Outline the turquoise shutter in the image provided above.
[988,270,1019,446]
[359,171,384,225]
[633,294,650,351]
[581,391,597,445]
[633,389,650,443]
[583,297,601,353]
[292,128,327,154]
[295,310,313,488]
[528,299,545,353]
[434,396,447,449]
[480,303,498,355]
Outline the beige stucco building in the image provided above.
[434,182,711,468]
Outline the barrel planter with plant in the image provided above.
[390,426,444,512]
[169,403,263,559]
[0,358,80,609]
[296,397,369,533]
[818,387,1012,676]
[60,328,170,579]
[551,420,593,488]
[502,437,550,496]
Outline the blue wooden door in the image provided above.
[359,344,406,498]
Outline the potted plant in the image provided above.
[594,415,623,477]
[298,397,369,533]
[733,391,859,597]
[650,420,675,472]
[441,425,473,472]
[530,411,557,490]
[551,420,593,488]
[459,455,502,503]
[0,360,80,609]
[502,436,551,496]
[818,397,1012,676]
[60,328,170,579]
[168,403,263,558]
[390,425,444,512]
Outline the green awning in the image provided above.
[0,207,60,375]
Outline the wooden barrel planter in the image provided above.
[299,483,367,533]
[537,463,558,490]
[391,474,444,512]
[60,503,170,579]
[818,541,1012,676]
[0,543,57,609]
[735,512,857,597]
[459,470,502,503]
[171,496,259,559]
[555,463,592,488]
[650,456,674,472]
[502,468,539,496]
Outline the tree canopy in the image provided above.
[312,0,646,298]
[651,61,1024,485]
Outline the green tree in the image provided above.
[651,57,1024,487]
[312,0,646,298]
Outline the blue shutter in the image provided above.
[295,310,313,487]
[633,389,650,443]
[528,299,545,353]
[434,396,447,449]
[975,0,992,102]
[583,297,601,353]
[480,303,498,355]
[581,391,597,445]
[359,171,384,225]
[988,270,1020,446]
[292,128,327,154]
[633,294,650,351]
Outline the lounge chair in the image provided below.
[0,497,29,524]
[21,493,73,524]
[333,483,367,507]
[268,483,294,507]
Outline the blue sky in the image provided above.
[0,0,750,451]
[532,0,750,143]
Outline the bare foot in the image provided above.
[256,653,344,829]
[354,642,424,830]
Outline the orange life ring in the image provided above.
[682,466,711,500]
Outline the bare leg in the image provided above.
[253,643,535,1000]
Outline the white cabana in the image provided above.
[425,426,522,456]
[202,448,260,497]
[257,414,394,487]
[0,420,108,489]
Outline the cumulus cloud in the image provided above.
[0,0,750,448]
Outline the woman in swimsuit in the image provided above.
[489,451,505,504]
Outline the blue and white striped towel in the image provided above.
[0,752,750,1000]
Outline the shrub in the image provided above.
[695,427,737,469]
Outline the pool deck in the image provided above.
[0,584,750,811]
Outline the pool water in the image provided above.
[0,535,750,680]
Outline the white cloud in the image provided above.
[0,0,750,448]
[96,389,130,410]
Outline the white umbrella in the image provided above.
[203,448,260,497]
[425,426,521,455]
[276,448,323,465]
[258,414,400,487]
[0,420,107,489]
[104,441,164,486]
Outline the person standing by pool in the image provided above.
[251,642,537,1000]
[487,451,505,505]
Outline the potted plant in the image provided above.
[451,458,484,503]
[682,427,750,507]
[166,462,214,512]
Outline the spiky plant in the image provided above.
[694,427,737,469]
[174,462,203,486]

# # # #

Short task ▸
Format the items as a numbered list, from the start of the items through the line containing "[390,425,444,512]", both included, and omit any blank lines.

Answer to this exercise ▸
1. Outline the turquoise shutter in the image provided above.
2. [988,270,1019,446]
3. [359,171,384,225]
4. [633,294,650,351]
5. [581,391,597,445]
6. [633,389,650,443]
7. [583,297,601,353]
8. [292,128,327,154]
9. [295,310,313,488]
10. [528,299,545,353]
11. [434,396,447,449]
12. [480,303,498,355]
13. Outline the beige stucco building in the image provided above.
14. [434,182,711,468]
15. Outline the barrel planter with plant in the image provided above.
16. [390,426,444,512]
17. [169,403,263,559]
18. [0,358,80,609]
19. [296,397,369,533]
20. [818,387,1012,676]
21. [60,328,170,579]
22. [551,420,593,488]
23. [502,437,550,496]
24. Outline the blue wooden door in the image provided above.
25. [359,344,406,498]
26. Outline the potted plant in the image provided above.
27. [594,415,623,477]
28. [298,397,369,533]
29. [733,391,859,597]
30. [650,420,675,472]
31. [441,425,473,472]
32. [530,411,557,490]
33. [551,420,593,488]
34. [459,455,502,503]
35. [0,360,80,609]
36. [502,436,551,496]
37. [818,397,1012,676]
38. [60,328,170,579]
39. [168,403,263,558]
40. [390,425,444,512]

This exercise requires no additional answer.